EXERCISE INPUT:

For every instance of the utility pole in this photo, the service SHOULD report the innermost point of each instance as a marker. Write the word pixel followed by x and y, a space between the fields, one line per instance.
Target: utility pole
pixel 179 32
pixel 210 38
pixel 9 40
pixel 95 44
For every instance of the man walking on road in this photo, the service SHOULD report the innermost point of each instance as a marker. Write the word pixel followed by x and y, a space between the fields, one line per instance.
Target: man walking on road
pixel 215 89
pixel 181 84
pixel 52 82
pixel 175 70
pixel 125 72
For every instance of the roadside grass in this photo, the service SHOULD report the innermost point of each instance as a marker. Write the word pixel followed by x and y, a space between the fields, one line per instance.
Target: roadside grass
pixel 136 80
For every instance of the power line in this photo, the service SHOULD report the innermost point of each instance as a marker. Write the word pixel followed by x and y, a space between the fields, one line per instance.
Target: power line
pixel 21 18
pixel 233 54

INSTRUCTIONS TO FOLLOW: Retype the records above in full, with no differences.

RESULT OF THE TASK:
For every instance of the utility pole in this photo, the service SHOULD report the innermost point of each instance as a marker. Write the word pixel followed by x and y, a space between the fields, one line per instance.
Target: utility pole
pixel 179 32
pixel 210 38
pixel 9 40
pixel 95 44
For every instance of the man walking on road in this photo, the service SHOULD report the innermost point of each instance as a marker. Write the word pixel followed by x and y, a space between the fields, one line per instance.
Target: man walking on road
pixel 215 89
pixel 181 84
pixel 52 82
pixel 175 70
pixel 125 72
For every instance of the roadside grass in this photo, the service SHOULD report the innermost point of each instance as a marker. Write the word pixel followed by x and y, a space between the fields, one line per instance.
Target: roadside grass
pixel 136 80
For every instance of the power line in this photo, the service SHOULD report the innermost point of each instance as a marker. Write the word pixel followed by x and y, a space between the fields, one line per instance.
Target: power line
pixel 21 18
pixel 233 54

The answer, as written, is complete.